The knock-on benefits of GLP-1s to multiple disease indications, such as NASH, cardiovascular disease, and Alzheimer’s, are certain to impact the broader biopharma industry. The race to develop a more effective oral GLP-1 will require advanced formulation expertise, increasing the demands on CDMOs.
3. Product differentiation and IP-enhancing services
In 2025, CDMOs will play a bigger role in creating intellectual property (IP) for their clients by offering patient-centric formulations, novel delivery systems, and proprietary process technologies. This will add value to small pharma's assets and help stave off generic competition. Evaluate Pharma indicates that the biopharma industry is facing more than $300 billion in lost sales through 2030 due to expiring patents. Because of this, I’ve seen increased interest in patient-centric dosage forms, including controlled-release formulations and strategies to reduce pill burden. Additionally, discussing technologies that strengthen and increase the IP life of their products has become a common theme for clients.
4. AI impact on drug developability
Artificial intelligence (AI) is transforming the pharmaceutical landscape, driving efficiencies in drug discovery and development. For small molecules, AI is driving pipeline growth by opening targets once deemed “undruggable”. However, this often comes at a cost to the developability of the molecules. These molecules typically require enabling formulation technologies to ensure bioavailability or special handling due to their higher potency.
As disease targets and candidates continue to become more complex, CDMOs with enabling formulation technologies will be better positioned to support pharma companies tackling these increasingly common and pressing challenges.
5. Navigating the squeeze
While 2024 was a whirlwind for the industry’s funding outlook, I’m cautiously optimistic about the financing environment for pharma in the coming year. Even in this uncertain landscape, conversations with clients, investors, consultants, and executives have indicated that they expect their organisations to adapt and drive product development forward.
Pharma is looking to CDMOs for innovation and speed to enable this continued development on tighter budgets. CDMOs with capabilities that reduce upfront costs, such as in silico modelling or reduced API demand, that enable faster development timelines as well as add additional value to client assets, such as greater sustainability or stronger IP positions – these will bring a competitive and financial advantage to the table for potential partners.
6. Evolving science, elevated service
However, possessing cutting-edge manufacturing and analytical tools to meet the technical demands of new drugs (“high science”) is essential, but not sufficient on its own.

--- Exercise brief ---
Using the CDMO trends text, decide whether each statement below agrees with it, answering yes or no and quoting the words that settle it. 1. Evaluate Pharma puts industry sales lost to expiring patents through 2030 at more than $300 billion. 2. Small molecules whose targets were opened by AI usually need no special formulation or handling. 3. The writer expects a poor financing environment for pharma in the coming year.

Point localization data
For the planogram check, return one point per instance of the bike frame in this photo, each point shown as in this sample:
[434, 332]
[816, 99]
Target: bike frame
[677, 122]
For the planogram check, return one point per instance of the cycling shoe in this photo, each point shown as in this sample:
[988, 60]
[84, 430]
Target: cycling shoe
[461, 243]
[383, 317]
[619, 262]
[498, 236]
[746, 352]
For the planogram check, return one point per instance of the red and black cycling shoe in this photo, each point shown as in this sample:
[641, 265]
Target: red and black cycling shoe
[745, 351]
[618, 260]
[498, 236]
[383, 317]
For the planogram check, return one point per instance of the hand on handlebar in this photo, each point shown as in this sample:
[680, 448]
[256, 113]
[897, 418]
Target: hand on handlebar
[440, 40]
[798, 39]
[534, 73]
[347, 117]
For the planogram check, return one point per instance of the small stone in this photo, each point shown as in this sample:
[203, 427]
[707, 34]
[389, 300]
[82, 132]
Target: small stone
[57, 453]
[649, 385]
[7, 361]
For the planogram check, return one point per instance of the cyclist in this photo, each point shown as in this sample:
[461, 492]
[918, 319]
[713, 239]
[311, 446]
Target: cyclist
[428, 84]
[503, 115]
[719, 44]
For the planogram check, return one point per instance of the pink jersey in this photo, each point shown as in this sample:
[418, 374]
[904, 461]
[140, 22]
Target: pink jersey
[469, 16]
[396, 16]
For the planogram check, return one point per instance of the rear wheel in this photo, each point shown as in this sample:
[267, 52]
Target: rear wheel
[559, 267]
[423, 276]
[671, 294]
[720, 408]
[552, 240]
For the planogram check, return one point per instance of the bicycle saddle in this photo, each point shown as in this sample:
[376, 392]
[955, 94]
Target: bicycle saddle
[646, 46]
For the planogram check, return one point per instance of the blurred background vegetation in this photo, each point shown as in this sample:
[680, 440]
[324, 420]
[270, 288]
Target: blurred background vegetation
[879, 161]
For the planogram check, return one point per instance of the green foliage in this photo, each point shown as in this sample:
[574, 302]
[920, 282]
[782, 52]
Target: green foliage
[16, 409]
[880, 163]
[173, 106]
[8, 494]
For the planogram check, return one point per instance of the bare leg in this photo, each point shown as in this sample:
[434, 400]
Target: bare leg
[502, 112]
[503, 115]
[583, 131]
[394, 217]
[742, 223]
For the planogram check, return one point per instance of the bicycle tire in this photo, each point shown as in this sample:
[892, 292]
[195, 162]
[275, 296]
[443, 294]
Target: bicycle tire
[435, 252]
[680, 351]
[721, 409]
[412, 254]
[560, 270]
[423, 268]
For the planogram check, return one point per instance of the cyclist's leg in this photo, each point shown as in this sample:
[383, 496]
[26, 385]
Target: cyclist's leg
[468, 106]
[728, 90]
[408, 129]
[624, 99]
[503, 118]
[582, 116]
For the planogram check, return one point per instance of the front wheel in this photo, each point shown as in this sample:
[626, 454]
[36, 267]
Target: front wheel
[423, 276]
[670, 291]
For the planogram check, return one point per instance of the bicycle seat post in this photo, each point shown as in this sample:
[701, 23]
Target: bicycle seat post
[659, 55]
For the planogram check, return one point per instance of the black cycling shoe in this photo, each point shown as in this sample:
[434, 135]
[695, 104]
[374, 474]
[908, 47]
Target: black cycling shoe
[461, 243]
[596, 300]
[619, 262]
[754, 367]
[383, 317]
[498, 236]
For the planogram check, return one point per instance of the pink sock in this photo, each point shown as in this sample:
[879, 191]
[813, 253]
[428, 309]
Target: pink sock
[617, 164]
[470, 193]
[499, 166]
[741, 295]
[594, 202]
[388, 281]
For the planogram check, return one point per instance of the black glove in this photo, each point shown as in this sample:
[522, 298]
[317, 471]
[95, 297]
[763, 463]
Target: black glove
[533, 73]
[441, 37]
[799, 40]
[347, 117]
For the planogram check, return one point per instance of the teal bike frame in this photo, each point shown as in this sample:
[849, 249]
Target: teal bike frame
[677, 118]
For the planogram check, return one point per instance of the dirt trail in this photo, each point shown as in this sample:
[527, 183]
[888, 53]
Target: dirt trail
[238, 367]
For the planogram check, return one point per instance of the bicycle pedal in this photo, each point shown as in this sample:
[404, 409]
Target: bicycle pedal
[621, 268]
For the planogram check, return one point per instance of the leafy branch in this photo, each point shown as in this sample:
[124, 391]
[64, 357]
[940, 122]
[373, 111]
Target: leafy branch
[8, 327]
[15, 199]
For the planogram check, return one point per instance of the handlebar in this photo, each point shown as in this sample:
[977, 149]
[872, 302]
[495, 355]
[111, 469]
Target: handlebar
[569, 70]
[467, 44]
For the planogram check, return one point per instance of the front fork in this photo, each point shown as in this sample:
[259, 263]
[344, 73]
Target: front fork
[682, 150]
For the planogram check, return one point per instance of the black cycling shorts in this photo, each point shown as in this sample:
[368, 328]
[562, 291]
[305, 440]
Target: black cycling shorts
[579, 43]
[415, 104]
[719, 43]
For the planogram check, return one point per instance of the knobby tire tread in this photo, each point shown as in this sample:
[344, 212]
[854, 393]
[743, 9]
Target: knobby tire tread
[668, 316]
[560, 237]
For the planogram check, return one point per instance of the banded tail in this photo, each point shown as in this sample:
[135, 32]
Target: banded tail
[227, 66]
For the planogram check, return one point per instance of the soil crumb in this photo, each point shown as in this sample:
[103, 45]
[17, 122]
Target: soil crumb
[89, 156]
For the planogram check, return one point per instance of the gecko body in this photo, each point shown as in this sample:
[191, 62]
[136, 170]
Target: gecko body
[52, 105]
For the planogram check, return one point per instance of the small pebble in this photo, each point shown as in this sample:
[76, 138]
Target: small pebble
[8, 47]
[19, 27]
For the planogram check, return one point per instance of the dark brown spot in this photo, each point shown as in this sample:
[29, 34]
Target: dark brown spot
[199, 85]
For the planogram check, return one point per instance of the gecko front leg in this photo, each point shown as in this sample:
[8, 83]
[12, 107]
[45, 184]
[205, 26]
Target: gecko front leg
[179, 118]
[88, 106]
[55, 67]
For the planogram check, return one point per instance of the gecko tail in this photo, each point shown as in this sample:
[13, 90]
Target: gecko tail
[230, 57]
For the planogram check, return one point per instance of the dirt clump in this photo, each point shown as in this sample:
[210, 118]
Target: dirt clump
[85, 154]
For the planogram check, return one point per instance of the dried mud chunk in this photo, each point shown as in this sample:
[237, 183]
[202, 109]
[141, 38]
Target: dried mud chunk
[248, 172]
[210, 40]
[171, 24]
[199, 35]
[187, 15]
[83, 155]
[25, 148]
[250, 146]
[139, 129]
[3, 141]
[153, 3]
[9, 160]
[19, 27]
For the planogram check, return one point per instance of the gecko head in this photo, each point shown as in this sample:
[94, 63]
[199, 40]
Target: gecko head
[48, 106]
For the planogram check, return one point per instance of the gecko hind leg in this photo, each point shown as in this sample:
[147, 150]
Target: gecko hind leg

--- Problem solution ---
1. Yes: "Evaluate Pharma indicates that the biopharma industry is facing more than $300 billion in lost sales through 2030 due to expiring patents."
2. No: "These molecules typically require enabling formulation technologies to ensure bioavailability or special handling due to their higher potency."
3. No: "I’m cautiously optimistic about the financing environment for pharma in the coming year."